*** PASSAGE PROVIDED ***

Panici wrote: Sep 27, 2022 6:56 AM What type of solder are you using for the repair?
Could be an issue with a "lead free" type of solder?
This is what I'm using (plus pic of the actual spool of solder):

https://www.diverseelectronics.com/prod ... ool-p6386/

Image
gadget73 wrote: Sep 27, 2022 9:16 AM generally when solder joints fail, it was because the initial prep was bad, it gets too hot, or its got some sort of mechanical problem that flexes the joint.

Re-work its more often not cleaning the crust from the original failed joint, or not getting it flowed through properly on a double sided board. Joints need to be clean, you need flux core solder, and a sufficiently hot iron to get the job done. If it balls up instead of flowing its either too cold or dirty. I'm not a fan of unleaded solder but it does work if your iron is hot enough. If its non-fluxed solder or some type not intended for electronics it won't mix properly with whatever is on the board either. Usually need 60/40 or 63/37 for this.

*** End of PASSAGE PROVIDED ***
*** INPUT DATA ***

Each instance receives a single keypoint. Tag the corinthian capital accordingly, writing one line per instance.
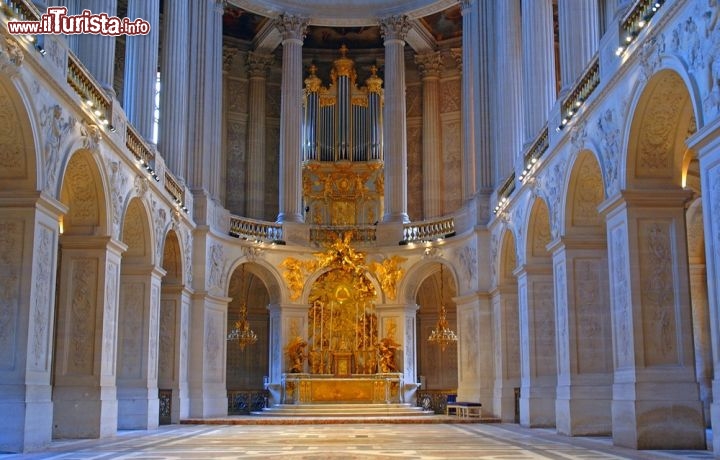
(291, 27)
(395, 27)
(429, 64)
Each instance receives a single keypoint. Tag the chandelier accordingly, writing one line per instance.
(241, 331)
(442, 335)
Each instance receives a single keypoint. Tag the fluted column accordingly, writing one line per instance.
(97, 52)
(292, 29)
(206, 90)
(430, 66)
(538, 65)
(141, 65)
(509, 90)
(394, 30)
(255, 199)
(172, 138)
(579, 37)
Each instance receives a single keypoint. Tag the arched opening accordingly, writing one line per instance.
(86, 319)
(173, 343)
(138, 319)
(585, 370)
(247, 362)
(651, 289)
(537, 323)
(437, 367)
(506, 337)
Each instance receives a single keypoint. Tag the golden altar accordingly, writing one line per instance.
(301, 388)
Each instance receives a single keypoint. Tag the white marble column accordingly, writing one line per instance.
(292, 29)
(174, 97)
(506, 344)
(84, 391)
(579, 38)
(538, 47)
(97, 52)
(141, 66)
(656, 402)
(205, 79)
(584, 339)
(394, 30)
(430, 67)
(137, 362)
(538, 364)
(258, 65)
(28, 262)
(508, 99)
(475, 349)
(175, 304)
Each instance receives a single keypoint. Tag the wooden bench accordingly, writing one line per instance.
(464, 409)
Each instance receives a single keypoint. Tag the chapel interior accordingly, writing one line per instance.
(270, 204)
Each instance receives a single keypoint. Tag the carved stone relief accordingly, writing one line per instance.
(83, 297)
(11, 244)
(657, 292)
(43, 287)
(131, 333)
(609, 133)
(55, 127)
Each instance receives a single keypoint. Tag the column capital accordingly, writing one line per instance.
(291, 27)
(395, 28)
(258, 64)
(429, 64)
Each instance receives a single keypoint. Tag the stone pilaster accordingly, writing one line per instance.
(539, 91)
(138, 330)
(506, 344)
(28, 261)
(141, 64)
(584, 339)
(84, 391)
(430, 66)
(579, 38)
(205, 77)
(508, 98)
(258, 65)
(652, 322)
(394, 30)
(292, 29)
(97, 52)
(174, 97)
(538, 367)
(175, 304)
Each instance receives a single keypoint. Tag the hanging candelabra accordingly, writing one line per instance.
(442, 335)
(241, 331)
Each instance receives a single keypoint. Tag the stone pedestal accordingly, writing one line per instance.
(538, 366)
(656, 403)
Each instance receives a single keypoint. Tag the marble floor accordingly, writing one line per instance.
(349, 441)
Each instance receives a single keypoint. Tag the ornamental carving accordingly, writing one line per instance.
(83, 295)
(389, 272)
(11, 243)
(609, 133)
(467, 255)
(55, 127)
(42, 279)
(658, 298)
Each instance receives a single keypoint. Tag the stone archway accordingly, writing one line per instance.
(87, 307)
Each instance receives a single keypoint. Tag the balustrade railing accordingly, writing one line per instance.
(255, 230)
(428, 230)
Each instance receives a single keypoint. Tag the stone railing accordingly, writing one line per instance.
(255, 230)
(321, 235)
(428, 230)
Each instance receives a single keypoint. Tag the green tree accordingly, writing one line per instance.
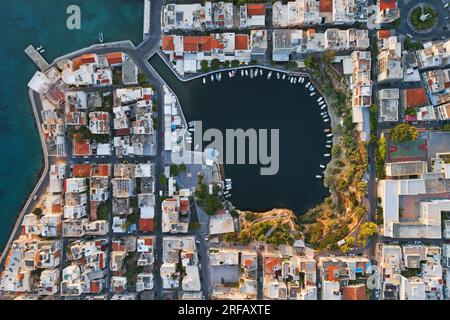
(403, 132)
(204, 66)
(235, 63)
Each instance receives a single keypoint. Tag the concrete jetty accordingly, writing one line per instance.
(37, 58)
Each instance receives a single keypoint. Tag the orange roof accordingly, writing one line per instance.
(416, 97)
(387, 4)
(383, 34)
(81, 170)
(146, 225)
(56, 208)
(103, 170)
(168, 43)
(241, 42)
(95, 286)
(258, 9)
(326, 6)
(115, 57)
(84, 59)
(81, 148)
(201, 43)
(248, 262)
(357, 292)
(270, 264)
(184, 205)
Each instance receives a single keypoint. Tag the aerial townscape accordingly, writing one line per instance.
(117, 214)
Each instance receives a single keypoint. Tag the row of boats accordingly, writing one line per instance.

*** End of INPUT DATA ***

## WORK INSTRUCTION 1
From the solder forum discussion, extract the passage starting with "Re-work its more" and going on through "63/37 for this.".
## WORK INSTRUCTION 2
In the solder forum discussion, which solder mixtures are said to be usually needed for this kind of repair?
## WORK INSTRUCTION 3
Proceed with the solder forum discussion, writing on from its last sentence.
These entries were taken from a separate source unrelated to the text.

## EXERCISE RESULT 1
Re-work its more often not cleaning the crust from the original failed joint, or not getting it flowed through properly on a double sided board. Joints need to be clean, you need flux core solder, and a sufficiently hot iron to get the job done. If it balls up instead of flowing its either too cold or dirty. I'm not a fan of unleaded solder but it does work if your iron is hot enough. If its non-fluxed solder or some type not intended for electronics it won't mix properly with whatever is on the board either. Usually need 60/40 or 63/37 for this.

## EXERCISE RESULT 2
60/40 or 63/37.

## EXERCISE RESULT 3
things that get too hot and de-solder themselves need a heat sink of some form. If its something already on a heat sink, replace the thermal goop. It dries out after decades, or someone was already in there and didn't replace it or just buttered it up like toast. A thin layer of the proper stuff is all it wants. I spread it with a razor blade after removing the old with alcohol. If there are burrs or something else that keeps the device from sitting flat and making good contact, file it off. If there are any insulator washers or spacers, be sure to replace those too.

if its a mechanical support issue, have to figure that one out depending on the specifics. Missing or loose hardware, or sometimes just poor initial design that doesn't put enough fasteners into the thing so the board and the thing attached to it don't move together.
I'm well aware of all that, but it's good information for others.

I cleaned the old stuff off properly the first time I did the repair, I am using appropriate solder, and the temperature is appropriate. I'm getting a nice, smooth wetting of everything I've soldered. There are no hardware/chemical bonding issues, and there's no heat sink paste in play.

IMPORTANT TO NOTE AND UNDERSTAND BEFORE RESPONDING FURTHER: My initial post was based on the symptoms which mimicked the exact symptoms I and others have experienced with this ECU solder failure previously. After re-soldering (including an additional joint at a capacitor) this time, the symptoms have not been alleviated. I am no longer looking at the ECU's solder joints as the cause of the problem(s). Further discussion is fine, of course, and will be useful for others, but I won't be participating WRT the ECU's solder joints being the issue for what I'm working on now.
Shawn D.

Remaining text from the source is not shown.